• _WHAT YOU ARE ASKED TO DO_
Check each line of the listing below for the string "after", and copy the ones that have it.

• _DATA FOR THE TASK_
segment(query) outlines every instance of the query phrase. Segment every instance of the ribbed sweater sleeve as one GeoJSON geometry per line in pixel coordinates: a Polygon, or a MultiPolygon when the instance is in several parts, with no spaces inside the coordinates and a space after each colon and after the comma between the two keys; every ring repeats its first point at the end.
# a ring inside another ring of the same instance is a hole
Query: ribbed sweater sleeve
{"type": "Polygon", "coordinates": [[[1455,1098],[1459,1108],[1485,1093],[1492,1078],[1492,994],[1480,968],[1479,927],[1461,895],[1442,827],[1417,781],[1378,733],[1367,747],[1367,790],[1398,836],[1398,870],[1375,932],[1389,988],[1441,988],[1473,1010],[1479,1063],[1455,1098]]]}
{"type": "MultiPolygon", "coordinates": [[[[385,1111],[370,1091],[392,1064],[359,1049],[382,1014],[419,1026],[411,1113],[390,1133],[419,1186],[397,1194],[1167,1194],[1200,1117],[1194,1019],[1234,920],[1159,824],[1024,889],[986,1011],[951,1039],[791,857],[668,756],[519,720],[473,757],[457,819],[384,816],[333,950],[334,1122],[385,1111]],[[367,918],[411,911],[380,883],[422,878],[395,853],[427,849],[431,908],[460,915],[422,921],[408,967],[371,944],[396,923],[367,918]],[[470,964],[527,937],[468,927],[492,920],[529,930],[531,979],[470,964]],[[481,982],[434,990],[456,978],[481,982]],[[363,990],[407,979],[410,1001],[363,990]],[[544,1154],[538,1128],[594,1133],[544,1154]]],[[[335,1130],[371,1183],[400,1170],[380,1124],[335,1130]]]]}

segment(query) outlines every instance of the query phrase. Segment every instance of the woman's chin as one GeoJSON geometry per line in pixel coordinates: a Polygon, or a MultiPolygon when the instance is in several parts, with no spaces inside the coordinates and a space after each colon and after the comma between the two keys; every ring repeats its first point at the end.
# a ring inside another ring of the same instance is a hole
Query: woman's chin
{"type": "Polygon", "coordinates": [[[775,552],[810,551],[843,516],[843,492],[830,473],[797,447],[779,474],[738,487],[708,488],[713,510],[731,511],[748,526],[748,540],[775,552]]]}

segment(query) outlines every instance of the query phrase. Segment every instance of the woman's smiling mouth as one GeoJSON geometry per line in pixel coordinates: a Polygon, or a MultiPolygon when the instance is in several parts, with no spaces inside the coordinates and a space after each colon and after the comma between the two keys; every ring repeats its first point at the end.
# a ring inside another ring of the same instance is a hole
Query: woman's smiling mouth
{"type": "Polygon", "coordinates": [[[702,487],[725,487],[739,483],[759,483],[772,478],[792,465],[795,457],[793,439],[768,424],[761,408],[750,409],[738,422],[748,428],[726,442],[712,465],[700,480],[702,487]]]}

==

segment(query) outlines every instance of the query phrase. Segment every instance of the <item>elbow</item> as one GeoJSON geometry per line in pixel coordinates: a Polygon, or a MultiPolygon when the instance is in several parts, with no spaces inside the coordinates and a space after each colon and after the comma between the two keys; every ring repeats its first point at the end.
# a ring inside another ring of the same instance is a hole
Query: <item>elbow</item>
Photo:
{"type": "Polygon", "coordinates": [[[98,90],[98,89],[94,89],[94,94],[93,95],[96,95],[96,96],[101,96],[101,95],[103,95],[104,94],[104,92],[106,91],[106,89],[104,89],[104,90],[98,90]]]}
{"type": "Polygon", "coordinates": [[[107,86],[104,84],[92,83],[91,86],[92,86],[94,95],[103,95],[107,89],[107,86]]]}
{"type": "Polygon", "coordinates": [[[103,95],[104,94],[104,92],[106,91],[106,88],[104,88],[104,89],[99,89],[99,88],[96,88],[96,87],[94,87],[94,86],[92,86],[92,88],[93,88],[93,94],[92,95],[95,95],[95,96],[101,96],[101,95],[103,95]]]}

• _RESPONSE TO THIS EXERCISE_
segment(query) outlines every instance of the query phrase. Segment every instance of the ribbed sweater sleeve as one GeoJSON geometry per line in pixel coordinates: a Polygon, or a MultiPolygon when the instance is in several parts, with no spaces inside the coordinates and a space after each colon and after the comma between the two keys; every ring repeats its first point at the end.
segment(query) outlines every instance of the query phrase. Segment every instance of the woman's chin as one GeoJSON geometry per line in pixel coordinates: a Polygon, or a MultiPolygon when the instance is in several parts, with no spaces inside the coordinates and a space after each colon and after the comma between the two keys; every ring repeats its first point at the end.
segment(query) outlines every instance of the query phrase. Segment every instance of the woman's smiling mouth as one GeoJSON geometry per line in pixel coordinates: a Polygon, or a MultiPolygon when the instance is in several parts, with no spaces inside the coordinates and a space after each colon and after the comma between the two keys; every ring repeats its first point at the end.
segment(query) outlines every instance of the query phrase. Segment every instance of the <item>elbow</item> as one GeoJSON geometry per line in pixel coordinates: a Polygon, or a MultiPolygon when the instance is in several parts, with no spaces inside the coordinates and a space after each colon and after the comma between the two keys; every ring repeats its first point at the end.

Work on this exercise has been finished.